Indiferença
na Liderança: O Custo Silencioso Que Afasta Talentos nas Empresas Brasileiras
1.
Introdução:
Em
sua obra “Great Leaders Make People Feel Noticed”, Zach Mercurio defende que o
verdadeiro diferencial de um grande líder não está em sua autoridade ou
conhecimento técnico, mas em sua capacidade de fazer com que as pessoas ao seu
redor se sintam vistas, valorizadas e reconhecidas. Para ele, líderes
memoráveis são aqueles que cultivam a atenção genuína, enxergam o ser humano
por trás do cargo e praticam a empatia como ferramenta estratégica de gestão.
Não se trata de bajulação, mas de presença: líderes eficazes são aqueles que
reconhecem a existência e a importância de cada colaborador de forma autêntica
e constante.
Mercurio
desafia a lógica tradicional da liderança centrada apenas em metas e
resultados, e propõe uma abordagem humanizada e intencional, onde o ato de
notar alguém pode ser mais transformador do que qualquer política de bônus ou
plano de carreira. Em um mundo cada vez mais impessoal e automatizado, ele nos
lembra de uma verdade fundamental: as pessoas não precisam ser lembradas de sua
importância — elas já são importantes. O que falta, muitas vezes, é alguém que
realmente as enxergue. Essa mudança de olhar é o que separa um chefe comum de
um líder inesquecível.
---------------
### [Problema proposto 1]
Qual obra de Zach Mercurio é citada no texto sobre indiferença na liderança?
### [Problema proposto 2]
Continue o texto sobre indiferença na liderança a partir do ponto em que ele termina.
Os itens não têm relação com o texto sobre indiferença na liderança.
---------------
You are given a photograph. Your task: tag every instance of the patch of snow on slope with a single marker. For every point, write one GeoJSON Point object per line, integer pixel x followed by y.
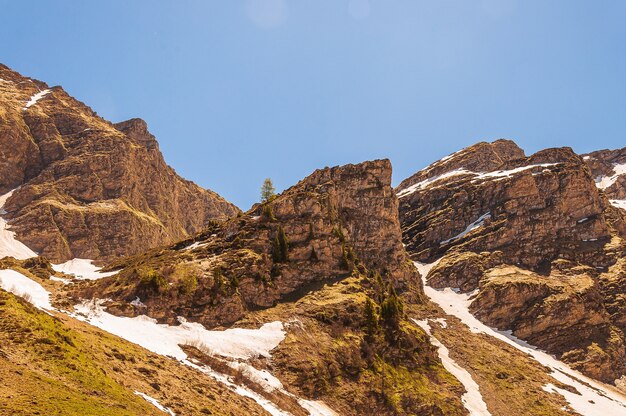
{"type": "Point", "coordinates": [508, 173]}
{"type": "Point", "coordinates": [234, 343]}
{"type": "Point", "coordinates": [597, 399]}
{"type": "Point", "coordinates": [604, 182]}
{"type": "Point", "coordinates": [155, 403]}
{"type": "Point", "coordinates": [472, 399]}
{"type": "Point", "coordinates": [81, 269]}
{"type": "Point", "coordinates": [33, 100]}
{"type": "Point", "coordinates": [476, 224]}
{"type": "Point", "coordinates": [499, 174]}
{"type": "Point", "coordinates": [270, 407]}
{"type": "Point", "coordinates": [9, 246]}
{"type": "Point", "coordinates": [162, 339]}
{"type": "Point", "coordinates": [22, 286]}
{"type": "Point", "coordinates": [619, 203]}
{"type": "Point", "coordinates": [427, 182]}
{"type": "Point", "coordinates": [316, 408]}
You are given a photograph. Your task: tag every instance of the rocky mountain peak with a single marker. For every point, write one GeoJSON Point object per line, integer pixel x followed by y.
{"type": "Point", "coordinates": [137, 130]}
{"type": "Point", "coordinates": [480, 157]}
{"type": "Point", "coordinates": [337, 222]}
{"type": "Point", "coordinates": [87, 188]}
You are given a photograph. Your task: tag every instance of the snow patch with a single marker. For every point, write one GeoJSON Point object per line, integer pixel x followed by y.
{"type": "Point", "coordinates": [138, 303]}
{"type": "Point", "coordinates": [60, 279]}
{"type": "Point", "coordinates": [155, 403]}
{"type": "Point", "coordinates": [162, 339]}
{"type": "Point", "coordinates": [498, 175]}
{"type": "Point", "coordinates": [195, 245]}
{"type": "Point", "coordinates": [597, 399]}
{"type": "Point", "coordinates": [29, 290]}
{"type": "Point", "coordinates": [316, 408]}
{"type": "Point", "coordinates": [508, 173]}
{"type": "Point", "coordinates": [476, 224]}
{"type": "Point", "coordinates": [81, 269]}
{"type": "Point", "coordinates": [9, 245]}
{"type": "Point", "coordinates": [427, 182]}
{"type": "Point", "coordinates": [619, 203]}
{"type": "Point", "coordinates": [33, 100]}
{"type": "Point", "coordinates": [472, 399]}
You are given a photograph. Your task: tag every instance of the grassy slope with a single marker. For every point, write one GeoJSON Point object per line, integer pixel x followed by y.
{"type": "Point", "coordinates": [55, 365]}
{"type": "Point", "coordinates": [324, 358]}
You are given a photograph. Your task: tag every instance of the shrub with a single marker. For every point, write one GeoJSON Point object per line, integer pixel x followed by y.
{"type": "Point", "coordinates": [153, 280]}
{"type": "Point", "coordinates": [280, 247]}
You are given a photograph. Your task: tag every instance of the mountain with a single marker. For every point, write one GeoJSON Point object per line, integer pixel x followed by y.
{"type": "Point", "coordinates": [78, 186]}
{"type": "Point", "coordinates": [534, 239]}
{"type": "Point", "coordinates": [312, 257]}
{"type": "Point", "coordinates": [488, 283]}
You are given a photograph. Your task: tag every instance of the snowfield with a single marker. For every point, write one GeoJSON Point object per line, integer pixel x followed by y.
{"type": "Point", "coordinates": [81, 269]}
{"type": "Point", "coordinates": [472, 399]}
{"type": "Point", "coordinates": [162, 339]}
{"type": "Point", "coordinates": [595, 399]}
{"type": "Point", "coordinates": [22, 286]}
{"type": "Point", "coordinates": [604, 182]}
{"type": "Point", "coordinates": [476, 224]}
{"type": "Point", "coordinates": [33, 100]}
{"type": "Point", "coordinates": [235, 345]}
{"type": "Point", "coordinates": [478, 176]}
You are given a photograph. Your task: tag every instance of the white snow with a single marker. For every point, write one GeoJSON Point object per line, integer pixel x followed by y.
{"type": "Point", "coordinates": [472, 399]}
{"type": "Point", "coordinates": [235, 343]}
{"type": "Point", "coordinates": [22, 286]}
{"type": "Point", "coordinates": [81, 269]}
{"type": "Point", "coordinates": [195, 245]}
{"type": "Point", "coordinates": [270, 407]}
{"type": "Point", "coordinates": [60, 279]}
{"type": "Point", "coordinates": [604, 182]}
{"type": "Point", "coordinates": [597, 399]}
{"type": "Point", "coordinates": [427, 182]}
{"type": "Point", "coordinates": [316, 408]}
{"type": "Point", "coordinates": [33, 100]}
{"type": "Point", "coordinates": [476, 224]}
{"type": "Point", "coordinates": [498, 175]}
{"type": "Point", "coordinates": [155, 403]}
{"type": "Point", "coordinates": [508, 173]}
{"type": "Point", "coordinates": [9, 246]}
{"type": "Point", "coordinates": [138, 303]}
{"type": "Point", "coordinates": [619, 203]}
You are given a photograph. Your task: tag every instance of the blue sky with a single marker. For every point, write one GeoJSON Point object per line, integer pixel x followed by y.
{"type": "Point", "coordinates": [236, 91]}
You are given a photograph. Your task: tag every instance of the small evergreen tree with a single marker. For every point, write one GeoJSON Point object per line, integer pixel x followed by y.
{"type": "Point", "coordinates": [280, 247]}
{"type": "Point", "coordinates": [267, 190]}
{"type": "Point", "coordinates": [371, 320]}
{"type": "Point", "coordinates": [391, 309]}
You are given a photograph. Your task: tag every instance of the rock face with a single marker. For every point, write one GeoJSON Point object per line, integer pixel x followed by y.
{"type": "Point", "coordinates": [536, 236]}
{"type": "Point", "coordinates": [89, 188]}
{"type": "Point", "coordinates": [334, 223]}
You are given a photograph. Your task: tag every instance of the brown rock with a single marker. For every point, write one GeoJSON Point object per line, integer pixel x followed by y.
{"type": "Point", "coordinates": [88, 188]}
{"type": "Point", "coordinates": [337, 222]}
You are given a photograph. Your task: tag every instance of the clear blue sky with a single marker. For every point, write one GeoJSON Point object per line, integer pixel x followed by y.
{"type": "Point", "coordinates": [236, 91]}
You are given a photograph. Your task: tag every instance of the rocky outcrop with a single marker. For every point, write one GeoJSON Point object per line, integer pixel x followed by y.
{"type": "Point", "coordinates": [533, 209]}
{"type": "Point", "coordinates": [563, 313]}
{"type": "Point", "coordinates": [538, 240]}
{"type": "Point", "coordinates": [88, 188]}
{"type": "Point", "coordinates": [335, 223]}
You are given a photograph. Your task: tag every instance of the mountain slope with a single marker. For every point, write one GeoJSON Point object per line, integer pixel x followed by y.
{"type": "Point", "coordinates": [87, 188]}
{"type": "Point", "coordinates": [537, 240]}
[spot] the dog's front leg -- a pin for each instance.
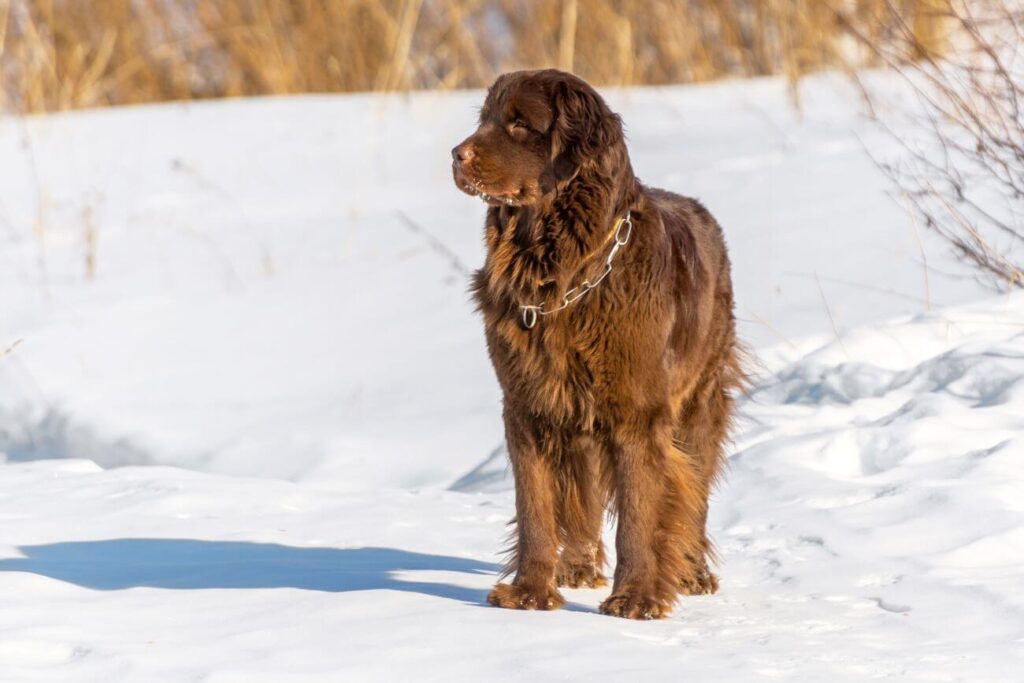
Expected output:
(535, 554)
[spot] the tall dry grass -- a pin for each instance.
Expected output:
(58, 54)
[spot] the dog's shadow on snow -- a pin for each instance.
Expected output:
(190, 564)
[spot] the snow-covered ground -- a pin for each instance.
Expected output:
(262, 442)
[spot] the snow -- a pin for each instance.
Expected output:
(263, 441)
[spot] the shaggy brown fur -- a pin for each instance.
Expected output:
(623, 398)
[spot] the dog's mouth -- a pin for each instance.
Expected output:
(492, 198)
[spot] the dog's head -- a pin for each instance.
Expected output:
(538, 129)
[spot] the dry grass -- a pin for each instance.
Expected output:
(58, 54)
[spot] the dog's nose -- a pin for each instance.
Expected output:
(462, 153)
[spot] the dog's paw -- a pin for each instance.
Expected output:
(580, 575)
(511, 596)
(635, 605)
(701, 583)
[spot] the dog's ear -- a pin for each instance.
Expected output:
(583, 129)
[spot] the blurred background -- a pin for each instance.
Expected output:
(59, 54)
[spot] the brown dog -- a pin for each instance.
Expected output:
(608, 315)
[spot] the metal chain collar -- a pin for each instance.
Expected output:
(624, 229)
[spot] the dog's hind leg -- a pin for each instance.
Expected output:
(705, 428)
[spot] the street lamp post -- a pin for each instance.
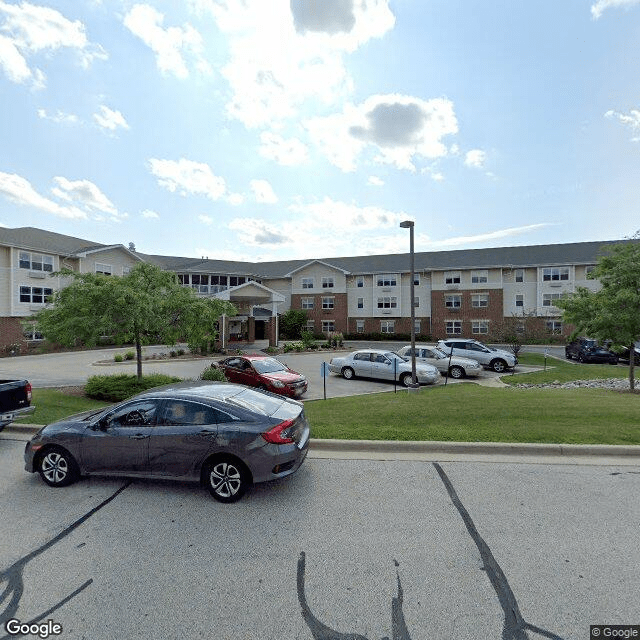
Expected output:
(408, 224)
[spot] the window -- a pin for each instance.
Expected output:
(453, 327)
(327, 282)
(386, 280)
(480, 300)
(453, 302)
(479, 327)
(104, 269)
(35, 261)
(387, 326)
(548, 298)
(35, 295)
(551, 274)
(388, 302)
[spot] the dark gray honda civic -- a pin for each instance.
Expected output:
(225, 436)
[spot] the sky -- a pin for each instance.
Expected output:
(262, 130)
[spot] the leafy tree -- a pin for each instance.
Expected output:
(146, 306)
(613, 312)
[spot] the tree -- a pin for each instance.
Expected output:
(613, 312)
(146, 306)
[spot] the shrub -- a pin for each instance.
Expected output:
(120, 387)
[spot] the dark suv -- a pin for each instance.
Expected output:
(588, 350)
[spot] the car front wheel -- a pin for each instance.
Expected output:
(227, 479)
(58, 468)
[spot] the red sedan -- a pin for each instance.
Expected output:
(265, 373)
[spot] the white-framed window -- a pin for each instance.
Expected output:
(479, 327)
(387, 326)
(35, 295)
(388, 302)
(479, 276)
(552, 274)
(548, 298)
(35, 261)
(453, 302)
(328, 326)
(480, 300)
(387, 280)
(453, 327)
(104, 269)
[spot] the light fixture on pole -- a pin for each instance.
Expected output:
(409, 224)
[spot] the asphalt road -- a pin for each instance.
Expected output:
(398, 549)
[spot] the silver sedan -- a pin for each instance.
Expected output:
(382, 365)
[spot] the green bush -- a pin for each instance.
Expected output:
(120, 387)
(213, 374)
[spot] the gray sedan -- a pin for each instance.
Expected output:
(383, 365)
(224, 435)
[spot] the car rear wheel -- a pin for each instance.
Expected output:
(57, 467)
(227, 479)
(456, 372)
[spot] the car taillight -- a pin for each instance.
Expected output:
(280, 433)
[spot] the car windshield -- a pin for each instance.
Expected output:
(269, 365)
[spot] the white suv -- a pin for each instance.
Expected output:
(488, 357)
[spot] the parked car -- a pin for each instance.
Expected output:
(588, 350)
(382, 365)
(265, 373)
(488, 357)
(455, 366)
(224, 435)
(15, 400)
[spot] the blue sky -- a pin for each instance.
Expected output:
(276, 129)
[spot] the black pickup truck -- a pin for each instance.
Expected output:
(15, 400)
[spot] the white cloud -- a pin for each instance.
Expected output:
(631, 120)
(263, 192)
(110, 119)
(287, 152)
(188, 178)
(475, 158)
(28, 29)
(598, 8)
(399, 128)
(19, 190)
(172, 46)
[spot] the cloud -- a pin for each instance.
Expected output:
(28, 29)
(631, 120)
(598, 8)
(172, 45)
(286, 152)
(19, 190)
(263, 192)
(399, 128)
(110, 119)
(188, 178)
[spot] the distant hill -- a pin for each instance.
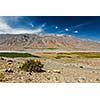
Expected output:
(31, 41)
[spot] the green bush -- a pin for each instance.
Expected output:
(32, 66)
(81, 67)
(2, 75)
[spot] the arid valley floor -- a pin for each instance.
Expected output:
(59, 68)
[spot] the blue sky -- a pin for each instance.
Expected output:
(80, 26)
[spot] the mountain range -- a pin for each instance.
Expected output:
(52, 41)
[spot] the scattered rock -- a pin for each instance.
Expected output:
(2, 58)
(9, 70)
(81, 79)
(48, 71)
(57, 71)
(48, 78)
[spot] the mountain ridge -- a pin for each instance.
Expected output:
(59, 41)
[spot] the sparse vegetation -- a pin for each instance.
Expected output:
(12, 55)
(81, 67)
(32, 66)
(2, 75)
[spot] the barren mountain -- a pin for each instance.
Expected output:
(31, 41)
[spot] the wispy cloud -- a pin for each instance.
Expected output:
(5, 28)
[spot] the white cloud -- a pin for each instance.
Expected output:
(56, 27)
(76, 31)
(66, 29)
(5, 28)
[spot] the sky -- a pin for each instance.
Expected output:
(87, 27)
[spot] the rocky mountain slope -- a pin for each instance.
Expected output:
(31, 41)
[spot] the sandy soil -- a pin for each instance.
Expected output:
(63, 70)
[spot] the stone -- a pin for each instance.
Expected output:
(57, 71)
(9, 70)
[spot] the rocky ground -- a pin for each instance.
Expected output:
(64, 70)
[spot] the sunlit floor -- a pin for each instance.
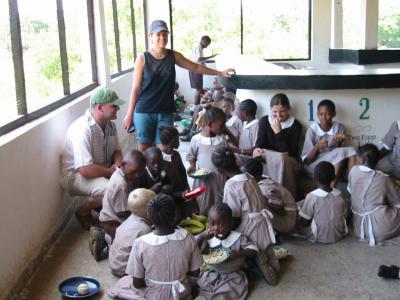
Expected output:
(345, 270)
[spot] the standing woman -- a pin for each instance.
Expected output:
(151, 104)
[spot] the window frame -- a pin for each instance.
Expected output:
(117, 34)
(241, 33)
(18, 63)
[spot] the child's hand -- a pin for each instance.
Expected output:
(339, 137)
(257, 152)
(322, 144)
(276, 126)
(156, 188)
(234, 254)
(191, 169)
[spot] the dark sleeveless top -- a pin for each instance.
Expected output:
(157, 89)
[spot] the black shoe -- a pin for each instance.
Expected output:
(188, 137)
(185, 131)
(97, 243)
(389, 272)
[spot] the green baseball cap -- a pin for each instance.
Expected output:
(106, 95)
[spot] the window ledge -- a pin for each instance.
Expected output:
(364, 56)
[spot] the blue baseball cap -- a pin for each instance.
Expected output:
(158, 26)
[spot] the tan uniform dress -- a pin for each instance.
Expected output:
(285, 222)
(333, 153)
(282, 166)
(226, 280)
(375, 202)
(244, 197)
(327, 212)
(164, 262)
(391, 141)
(115, 199)
(125, 235)
(235, 125)
(201, 148)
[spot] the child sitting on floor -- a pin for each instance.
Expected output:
(115, 209)
(225, 280)
(161, 261)
(324, 142)
(390, 153)
(323, 212)
(247, 114)
(278, 199)
(169, 137)
(159, 175)
(233, 123)
(135, 226)
(375, 200)
(199, 156)
(249, 209)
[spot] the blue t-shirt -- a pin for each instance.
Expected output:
(157, 89)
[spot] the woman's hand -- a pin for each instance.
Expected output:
(258, 152)
(322, 144)
(276, 126)
(127, 121)
(228, 73)
(339, 137)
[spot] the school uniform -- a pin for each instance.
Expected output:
(125, 235)
(375, 203)
(280, 151)
(226, 280)
(201, 149)
(176, 162)
(391, 141)
(244, 197)
(235, 126)
(327, 212)
(249, 134)
(332, 153)
(285, 222)
(115, 199)
(163, 261)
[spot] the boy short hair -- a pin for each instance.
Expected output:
(328, 103)
(249, 106)
(138, 200)
(324, 172)
(206, 38)
(370, 152)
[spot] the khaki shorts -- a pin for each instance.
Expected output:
(78, 185)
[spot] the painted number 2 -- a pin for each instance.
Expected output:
(364, 102)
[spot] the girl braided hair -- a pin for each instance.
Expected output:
(162, 210)
(168, 134)
(253, 166)
(224, 158)
(212, 114)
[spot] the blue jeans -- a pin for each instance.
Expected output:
(148, 125)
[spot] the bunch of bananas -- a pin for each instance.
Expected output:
(195, 224)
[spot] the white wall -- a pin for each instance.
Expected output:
(383, 109)
(32, 204)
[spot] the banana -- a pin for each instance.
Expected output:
(194, 230)
(200, 218)
(192, 226)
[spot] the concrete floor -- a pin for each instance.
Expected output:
(346, 270)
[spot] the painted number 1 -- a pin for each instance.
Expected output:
(364, 102)
(311, 109)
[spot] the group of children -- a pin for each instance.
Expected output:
(250, 199)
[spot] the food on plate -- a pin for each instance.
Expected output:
(216, 256)
(83, 289)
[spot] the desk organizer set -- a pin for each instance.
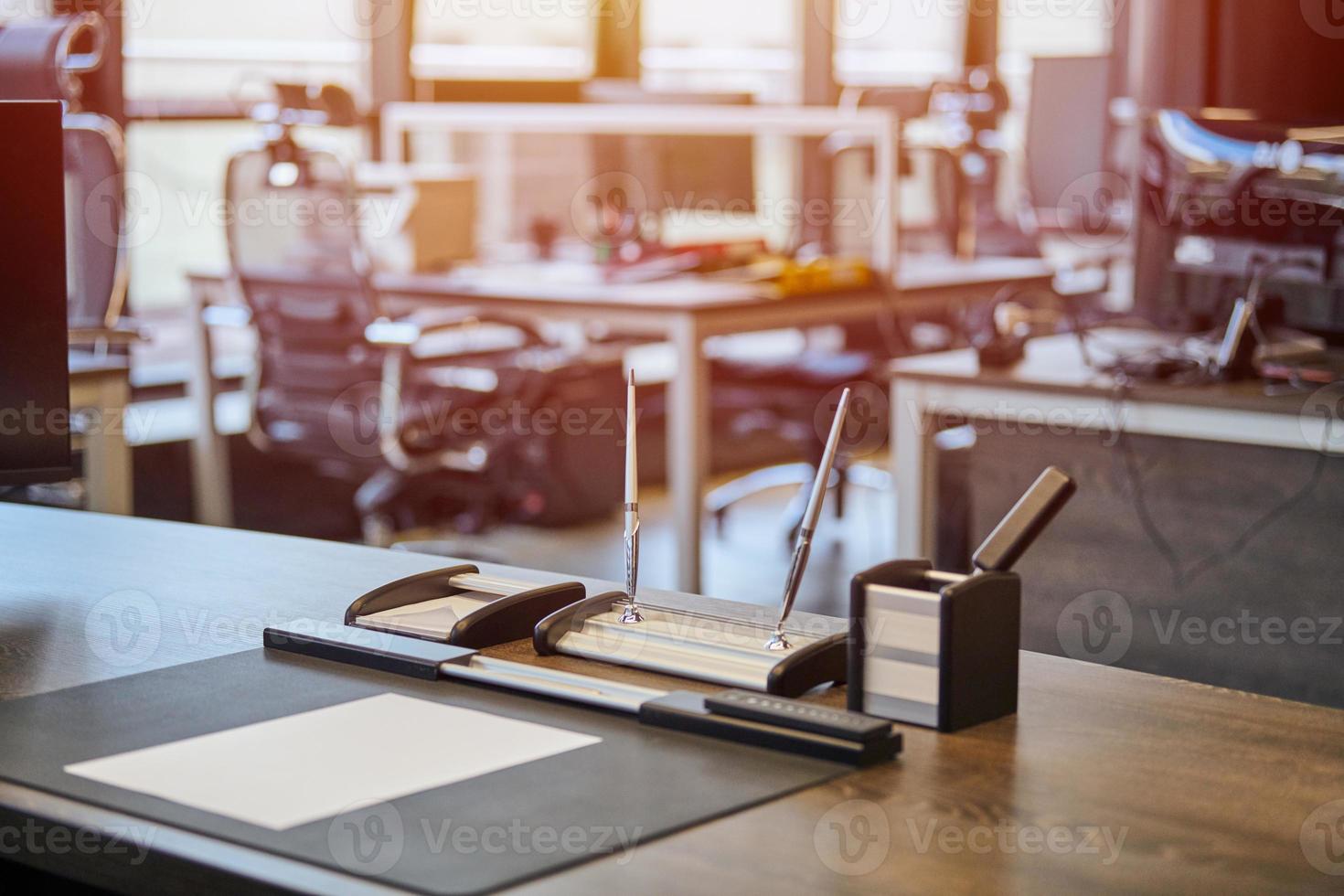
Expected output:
(923, 646)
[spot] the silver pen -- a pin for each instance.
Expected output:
(809, 526)
(632, 512)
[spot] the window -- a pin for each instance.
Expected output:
(898, 43)
(742, 46)
(205, 48)
(504, 39)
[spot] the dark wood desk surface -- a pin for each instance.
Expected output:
(1057, 364)
(1106, 781)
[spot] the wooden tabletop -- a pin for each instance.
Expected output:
(1057, 364)
(1106, 781)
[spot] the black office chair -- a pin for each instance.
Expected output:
(349, 391)
(46, 59)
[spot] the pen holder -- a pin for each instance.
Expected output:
(692, 645)
(461, 607)
(934, 649)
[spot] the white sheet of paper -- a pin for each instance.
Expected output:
(316, 764)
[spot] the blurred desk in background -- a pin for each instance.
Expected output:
(1054, 389)
(683, 311)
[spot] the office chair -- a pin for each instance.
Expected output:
(39, 60)
(368, 400)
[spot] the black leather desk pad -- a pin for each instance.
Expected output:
(638, 782)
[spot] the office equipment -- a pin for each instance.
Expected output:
(460, 606)
(683, 311)
(268, 774)
(631, 615)
(940, 649)
(841, 738)
(803, 549)
(1263, 507)
(634, 779)
(1226, 195)
(1086, 736)
(34, 366)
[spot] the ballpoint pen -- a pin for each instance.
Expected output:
(809, 526)
(632, 513)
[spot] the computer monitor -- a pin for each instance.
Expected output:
(34, 357)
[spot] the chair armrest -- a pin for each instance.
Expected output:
(125, 334)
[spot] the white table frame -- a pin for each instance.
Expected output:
(105, 392)
(918, 402)
(684, 326)
(500, 123)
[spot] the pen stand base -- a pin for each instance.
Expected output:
(934, 649)
(689, 645)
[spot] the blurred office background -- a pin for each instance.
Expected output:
(1021, 157)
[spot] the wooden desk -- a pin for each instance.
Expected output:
(1198, 789)
(682, 311)
(101, 389)
(1054, 389)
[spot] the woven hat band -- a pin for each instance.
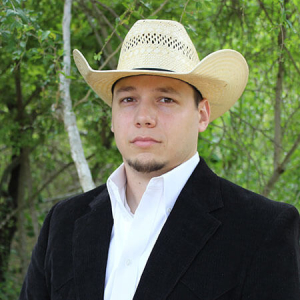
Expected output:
(165, 45)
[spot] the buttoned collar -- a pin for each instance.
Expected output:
(170, 184)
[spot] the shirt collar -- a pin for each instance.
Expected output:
(172, 183)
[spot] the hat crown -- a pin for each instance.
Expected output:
(158, 44)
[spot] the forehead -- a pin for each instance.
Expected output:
(150, 82)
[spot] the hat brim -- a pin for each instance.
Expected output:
(221, 77)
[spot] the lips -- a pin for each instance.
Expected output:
(144, 142)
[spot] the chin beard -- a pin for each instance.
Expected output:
(147, 167)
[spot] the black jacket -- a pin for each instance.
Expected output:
(220, 242)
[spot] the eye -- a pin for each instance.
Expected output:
(127, 100)
(166, 100)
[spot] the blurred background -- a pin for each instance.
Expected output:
(45, 155)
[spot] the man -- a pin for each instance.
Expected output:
(165, 226)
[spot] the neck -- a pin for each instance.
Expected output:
(136, 186)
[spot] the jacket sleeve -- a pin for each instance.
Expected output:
(275, 269)
(35, 283)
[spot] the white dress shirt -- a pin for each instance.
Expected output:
(134, 235)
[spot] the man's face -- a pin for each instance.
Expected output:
(156, 122)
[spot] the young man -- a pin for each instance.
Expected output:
(165, 226)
---------------
### [Resposta final 1]
“Great Leaders Make People Feel Noticed”.

### [Resposta final 2]
A
Liderança Ausente: Quando o Chefe Só Aparece para Apontar o Dedo
Em
contraste com a visão humanizada de Zach Mercurio, o que se observa em muitas
empresas brasileiras é um modelo de liderança ultrapassado, autoritário e
indiferente. Não é raro encontrar líderes que não conhecem a realidade do chão
de fábrica, não circulam pelos setores, sequer sabem o nome de quem está na
linha de frente. Permanecem trancados em salas com ar-condicionado, distantes
dos problemas reais e das pessoas que enfrentam os desafios diários. Para esses
líderes, o relacionamento com a equipe se resume a cobranças por resultado e
presença em reuniões — quase sempre voltadas para apontar falhas e impor metas,
nunca para ouvir ou reconhecer.
Esse
tipo de liderança só dá as caras quando surgem crises — e mesmo nesses
momentos, sua presença não significa apoio, mas sim pressão, bronca e clima de
medo. Ao invés de colaborar na busca por soluções, surgem para responsabilizar
os outros, ignorando completamente os fatores que levaram aos problemas. O
ambiente, já fragilizado pela falta de diálogo e reconhecimento, se torna ainda
mais hostil, criando uma cultura de insegurança e desvalorização. Nesse
cenário, as pessoas trabalham por obrigação, não por propósito; obedecem por
medo, não por respeito. É exatamente o oposto da liderança que inspira e
transforma.
“Se
grandes líderes fazem as pessoas se sentirem notadas, o que dizer daqueles que
fingem que elas não existem?”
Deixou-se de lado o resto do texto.